"""

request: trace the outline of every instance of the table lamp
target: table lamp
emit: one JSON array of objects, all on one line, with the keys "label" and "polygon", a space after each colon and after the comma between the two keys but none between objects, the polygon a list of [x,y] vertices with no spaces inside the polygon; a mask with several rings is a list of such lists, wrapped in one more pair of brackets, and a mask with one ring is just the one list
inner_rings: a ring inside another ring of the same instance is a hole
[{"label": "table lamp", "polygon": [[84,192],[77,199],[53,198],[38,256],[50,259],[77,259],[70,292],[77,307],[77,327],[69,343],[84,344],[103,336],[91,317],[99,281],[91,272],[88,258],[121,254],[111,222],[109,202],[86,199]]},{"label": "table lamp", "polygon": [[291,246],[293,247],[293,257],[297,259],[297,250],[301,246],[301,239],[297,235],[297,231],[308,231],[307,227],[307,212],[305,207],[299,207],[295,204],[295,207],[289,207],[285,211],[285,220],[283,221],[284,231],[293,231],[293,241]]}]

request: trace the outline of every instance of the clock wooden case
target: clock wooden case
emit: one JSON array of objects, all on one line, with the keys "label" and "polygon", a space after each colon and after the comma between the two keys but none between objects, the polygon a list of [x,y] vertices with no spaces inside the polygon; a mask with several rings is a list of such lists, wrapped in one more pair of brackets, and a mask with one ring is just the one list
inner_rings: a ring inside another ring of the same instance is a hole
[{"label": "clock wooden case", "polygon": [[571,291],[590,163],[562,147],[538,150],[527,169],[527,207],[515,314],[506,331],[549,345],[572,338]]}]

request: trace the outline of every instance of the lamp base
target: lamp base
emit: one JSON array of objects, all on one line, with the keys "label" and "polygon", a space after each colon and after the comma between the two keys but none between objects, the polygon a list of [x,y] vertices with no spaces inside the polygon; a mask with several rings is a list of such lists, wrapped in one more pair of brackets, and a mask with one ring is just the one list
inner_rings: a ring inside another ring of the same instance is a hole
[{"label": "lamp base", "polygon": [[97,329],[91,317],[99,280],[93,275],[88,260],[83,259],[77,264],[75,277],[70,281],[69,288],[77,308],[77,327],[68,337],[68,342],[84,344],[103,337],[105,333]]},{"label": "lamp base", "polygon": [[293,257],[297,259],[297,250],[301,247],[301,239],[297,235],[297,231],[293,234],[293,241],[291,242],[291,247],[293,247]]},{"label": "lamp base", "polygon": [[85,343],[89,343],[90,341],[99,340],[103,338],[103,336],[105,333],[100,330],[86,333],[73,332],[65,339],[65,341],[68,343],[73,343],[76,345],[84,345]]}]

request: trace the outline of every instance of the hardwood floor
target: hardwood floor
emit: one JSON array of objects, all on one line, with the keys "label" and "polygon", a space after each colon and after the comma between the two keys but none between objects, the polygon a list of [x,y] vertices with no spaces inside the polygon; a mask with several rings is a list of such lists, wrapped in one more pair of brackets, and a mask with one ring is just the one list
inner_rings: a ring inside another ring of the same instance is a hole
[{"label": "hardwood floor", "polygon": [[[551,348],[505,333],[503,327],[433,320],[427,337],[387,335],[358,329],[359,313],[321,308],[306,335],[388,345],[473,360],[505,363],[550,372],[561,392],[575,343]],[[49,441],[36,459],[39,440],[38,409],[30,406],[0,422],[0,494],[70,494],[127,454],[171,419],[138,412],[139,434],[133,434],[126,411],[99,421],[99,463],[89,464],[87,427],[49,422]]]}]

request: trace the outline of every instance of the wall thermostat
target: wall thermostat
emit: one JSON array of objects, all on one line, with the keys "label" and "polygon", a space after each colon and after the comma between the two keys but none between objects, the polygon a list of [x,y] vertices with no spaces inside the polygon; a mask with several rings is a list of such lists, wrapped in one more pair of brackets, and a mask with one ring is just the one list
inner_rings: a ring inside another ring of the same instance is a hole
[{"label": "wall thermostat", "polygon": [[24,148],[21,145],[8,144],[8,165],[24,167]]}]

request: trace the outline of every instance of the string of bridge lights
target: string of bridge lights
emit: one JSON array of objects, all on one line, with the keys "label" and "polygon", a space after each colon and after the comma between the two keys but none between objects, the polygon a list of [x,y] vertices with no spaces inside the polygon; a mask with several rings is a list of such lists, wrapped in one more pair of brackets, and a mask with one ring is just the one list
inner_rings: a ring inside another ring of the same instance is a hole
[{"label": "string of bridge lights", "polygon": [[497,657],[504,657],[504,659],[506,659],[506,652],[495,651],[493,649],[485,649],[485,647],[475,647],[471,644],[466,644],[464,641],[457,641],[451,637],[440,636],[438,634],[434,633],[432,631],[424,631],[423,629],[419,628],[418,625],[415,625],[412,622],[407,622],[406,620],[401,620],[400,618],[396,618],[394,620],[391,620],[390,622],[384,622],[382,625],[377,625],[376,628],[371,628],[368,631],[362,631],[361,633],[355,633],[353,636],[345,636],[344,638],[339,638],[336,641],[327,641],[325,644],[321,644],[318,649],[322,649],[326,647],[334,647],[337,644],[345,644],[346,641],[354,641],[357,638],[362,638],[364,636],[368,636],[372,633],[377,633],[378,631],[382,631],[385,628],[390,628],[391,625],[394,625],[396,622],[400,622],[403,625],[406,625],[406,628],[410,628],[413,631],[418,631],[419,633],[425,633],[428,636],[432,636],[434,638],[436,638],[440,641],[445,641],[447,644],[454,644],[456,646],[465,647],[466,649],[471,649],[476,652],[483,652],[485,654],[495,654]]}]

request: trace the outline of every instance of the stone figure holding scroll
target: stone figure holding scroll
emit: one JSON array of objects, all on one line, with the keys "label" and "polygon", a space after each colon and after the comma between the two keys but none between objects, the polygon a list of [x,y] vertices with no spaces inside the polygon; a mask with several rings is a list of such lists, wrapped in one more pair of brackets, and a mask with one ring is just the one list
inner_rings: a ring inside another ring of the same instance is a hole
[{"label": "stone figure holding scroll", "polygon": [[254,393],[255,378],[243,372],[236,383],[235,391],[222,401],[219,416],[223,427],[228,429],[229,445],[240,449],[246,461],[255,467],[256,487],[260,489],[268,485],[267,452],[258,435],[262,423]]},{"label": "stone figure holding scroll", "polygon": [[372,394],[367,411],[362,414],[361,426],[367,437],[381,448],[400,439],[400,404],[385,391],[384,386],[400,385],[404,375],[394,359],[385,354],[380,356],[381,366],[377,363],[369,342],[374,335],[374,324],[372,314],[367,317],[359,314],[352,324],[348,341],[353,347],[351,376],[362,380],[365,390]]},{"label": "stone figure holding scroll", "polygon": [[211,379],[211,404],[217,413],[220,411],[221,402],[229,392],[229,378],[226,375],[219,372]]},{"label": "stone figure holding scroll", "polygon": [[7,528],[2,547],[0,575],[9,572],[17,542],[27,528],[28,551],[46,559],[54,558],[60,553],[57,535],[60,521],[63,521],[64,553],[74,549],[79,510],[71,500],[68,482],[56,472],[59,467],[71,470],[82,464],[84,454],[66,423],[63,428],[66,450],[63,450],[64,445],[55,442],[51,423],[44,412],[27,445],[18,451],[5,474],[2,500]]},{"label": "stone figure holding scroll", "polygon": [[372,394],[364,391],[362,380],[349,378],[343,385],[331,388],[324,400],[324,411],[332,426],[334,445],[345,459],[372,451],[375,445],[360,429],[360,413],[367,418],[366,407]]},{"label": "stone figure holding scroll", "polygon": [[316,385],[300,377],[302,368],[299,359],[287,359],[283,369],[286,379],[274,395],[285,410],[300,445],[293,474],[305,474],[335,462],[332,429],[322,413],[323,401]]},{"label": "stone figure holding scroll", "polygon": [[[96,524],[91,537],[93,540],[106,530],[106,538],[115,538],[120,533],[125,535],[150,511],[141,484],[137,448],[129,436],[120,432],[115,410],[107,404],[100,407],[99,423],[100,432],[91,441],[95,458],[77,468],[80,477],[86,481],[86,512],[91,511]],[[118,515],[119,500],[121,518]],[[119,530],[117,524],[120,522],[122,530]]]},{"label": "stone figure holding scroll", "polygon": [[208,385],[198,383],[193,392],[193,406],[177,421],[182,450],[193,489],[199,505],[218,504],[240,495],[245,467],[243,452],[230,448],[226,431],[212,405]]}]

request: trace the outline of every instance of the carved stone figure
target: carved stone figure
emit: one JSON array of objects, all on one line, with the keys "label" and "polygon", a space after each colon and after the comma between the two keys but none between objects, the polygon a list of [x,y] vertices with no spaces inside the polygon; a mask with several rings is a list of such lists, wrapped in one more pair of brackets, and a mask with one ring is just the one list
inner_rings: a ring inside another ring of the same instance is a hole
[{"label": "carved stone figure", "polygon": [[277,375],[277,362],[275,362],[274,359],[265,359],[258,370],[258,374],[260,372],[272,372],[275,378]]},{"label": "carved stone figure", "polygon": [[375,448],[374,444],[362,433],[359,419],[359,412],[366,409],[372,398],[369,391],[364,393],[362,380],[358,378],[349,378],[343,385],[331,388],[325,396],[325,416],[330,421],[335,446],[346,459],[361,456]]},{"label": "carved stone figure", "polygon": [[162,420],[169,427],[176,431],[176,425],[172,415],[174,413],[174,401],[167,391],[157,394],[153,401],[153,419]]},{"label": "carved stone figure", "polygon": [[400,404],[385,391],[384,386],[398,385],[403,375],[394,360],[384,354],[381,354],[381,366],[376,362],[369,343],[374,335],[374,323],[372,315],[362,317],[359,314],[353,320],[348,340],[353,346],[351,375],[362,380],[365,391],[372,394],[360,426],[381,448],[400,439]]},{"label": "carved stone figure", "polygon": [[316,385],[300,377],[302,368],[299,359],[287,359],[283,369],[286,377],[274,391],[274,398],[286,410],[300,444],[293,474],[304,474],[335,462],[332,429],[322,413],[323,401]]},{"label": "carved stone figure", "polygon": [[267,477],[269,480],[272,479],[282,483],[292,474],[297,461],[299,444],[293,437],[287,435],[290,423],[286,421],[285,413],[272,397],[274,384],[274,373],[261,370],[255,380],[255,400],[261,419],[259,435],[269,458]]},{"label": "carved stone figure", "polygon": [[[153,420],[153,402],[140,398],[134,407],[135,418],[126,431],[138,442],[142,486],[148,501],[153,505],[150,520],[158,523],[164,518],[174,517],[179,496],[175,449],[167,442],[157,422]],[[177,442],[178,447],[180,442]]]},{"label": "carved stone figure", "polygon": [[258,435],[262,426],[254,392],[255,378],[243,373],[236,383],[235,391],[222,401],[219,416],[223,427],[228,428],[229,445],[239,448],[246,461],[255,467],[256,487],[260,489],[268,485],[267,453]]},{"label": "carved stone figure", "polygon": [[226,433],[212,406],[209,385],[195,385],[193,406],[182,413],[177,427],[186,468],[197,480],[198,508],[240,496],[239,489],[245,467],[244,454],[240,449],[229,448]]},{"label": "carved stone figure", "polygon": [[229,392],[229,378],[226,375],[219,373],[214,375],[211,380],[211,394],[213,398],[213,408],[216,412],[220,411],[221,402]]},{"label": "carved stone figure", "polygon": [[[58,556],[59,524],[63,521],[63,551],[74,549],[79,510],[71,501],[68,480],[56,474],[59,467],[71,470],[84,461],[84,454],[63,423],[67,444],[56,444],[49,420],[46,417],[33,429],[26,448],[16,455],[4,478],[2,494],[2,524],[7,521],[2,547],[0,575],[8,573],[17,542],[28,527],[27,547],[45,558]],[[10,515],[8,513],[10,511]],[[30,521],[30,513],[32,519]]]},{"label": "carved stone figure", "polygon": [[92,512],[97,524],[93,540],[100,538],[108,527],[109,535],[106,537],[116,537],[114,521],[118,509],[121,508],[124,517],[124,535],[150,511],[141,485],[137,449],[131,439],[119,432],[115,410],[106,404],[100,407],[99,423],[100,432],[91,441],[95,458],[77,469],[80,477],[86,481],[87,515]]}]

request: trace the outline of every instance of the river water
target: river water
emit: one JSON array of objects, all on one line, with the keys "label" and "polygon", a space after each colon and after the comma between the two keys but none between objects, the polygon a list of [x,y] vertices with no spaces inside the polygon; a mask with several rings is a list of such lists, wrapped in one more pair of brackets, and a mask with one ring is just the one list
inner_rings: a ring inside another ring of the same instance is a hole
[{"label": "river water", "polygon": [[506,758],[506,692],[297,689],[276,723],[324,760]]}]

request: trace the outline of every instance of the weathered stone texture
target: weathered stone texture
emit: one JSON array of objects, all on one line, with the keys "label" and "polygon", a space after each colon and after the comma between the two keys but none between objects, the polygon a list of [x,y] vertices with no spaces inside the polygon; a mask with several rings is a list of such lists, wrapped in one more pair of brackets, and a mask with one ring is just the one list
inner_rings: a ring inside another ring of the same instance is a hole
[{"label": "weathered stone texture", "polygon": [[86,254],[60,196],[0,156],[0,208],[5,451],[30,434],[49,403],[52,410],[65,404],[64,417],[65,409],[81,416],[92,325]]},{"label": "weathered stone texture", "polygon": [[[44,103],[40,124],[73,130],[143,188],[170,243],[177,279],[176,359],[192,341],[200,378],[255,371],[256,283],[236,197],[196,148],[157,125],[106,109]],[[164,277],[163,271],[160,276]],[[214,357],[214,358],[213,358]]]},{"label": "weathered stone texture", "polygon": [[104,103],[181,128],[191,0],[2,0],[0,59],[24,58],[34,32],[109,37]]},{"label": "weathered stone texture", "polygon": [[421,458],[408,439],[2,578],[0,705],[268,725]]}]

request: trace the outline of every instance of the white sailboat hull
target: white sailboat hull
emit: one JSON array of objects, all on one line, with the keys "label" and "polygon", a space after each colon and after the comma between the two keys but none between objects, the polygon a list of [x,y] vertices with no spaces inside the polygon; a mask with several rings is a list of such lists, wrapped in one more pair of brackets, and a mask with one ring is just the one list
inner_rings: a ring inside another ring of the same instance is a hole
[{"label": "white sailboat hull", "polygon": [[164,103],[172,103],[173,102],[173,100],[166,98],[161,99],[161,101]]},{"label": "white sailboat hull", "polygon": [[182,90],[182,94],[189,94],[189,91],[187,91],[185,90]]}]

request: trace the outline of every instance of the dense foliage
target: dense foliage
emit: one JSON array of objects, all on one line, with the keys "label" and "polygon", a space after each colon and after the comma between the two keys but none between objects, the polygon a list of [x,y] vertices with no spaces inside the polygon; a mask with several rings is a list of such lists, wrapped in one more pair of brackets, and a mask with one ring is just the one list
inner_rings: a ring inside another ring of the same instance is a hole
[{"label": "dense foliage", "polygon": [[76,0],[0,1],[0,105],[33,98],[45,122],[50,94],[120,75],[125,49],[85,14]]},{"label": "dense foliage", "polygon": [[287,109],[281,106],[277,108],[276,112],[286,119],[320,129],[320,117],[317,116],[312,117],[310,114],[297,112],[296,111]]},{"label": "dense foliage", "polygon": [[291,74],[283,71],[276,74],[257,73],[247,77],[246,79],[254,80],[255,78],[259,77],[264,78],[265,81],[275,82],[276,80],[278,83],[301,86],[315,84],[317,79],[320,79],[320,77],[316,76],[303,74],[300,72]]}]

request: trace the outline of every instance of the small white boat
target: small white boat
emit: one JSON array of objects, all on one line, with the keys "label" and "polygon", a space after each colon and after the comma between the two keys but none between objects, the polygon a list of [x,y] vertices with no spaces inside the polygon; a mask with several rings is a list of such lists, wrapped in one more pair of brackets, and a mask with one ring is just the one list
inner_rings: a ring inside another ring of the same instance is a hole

"""

> AIM OF THE TASK: Copy the data verbatim, starting at the line containing "request: trace the outline of every instance of the clock" and ending after the line containing "target: clock wooden case".

> THE SOLUTION:
request: trace the outline of every instance of the clock wooden case
target: clock wooden case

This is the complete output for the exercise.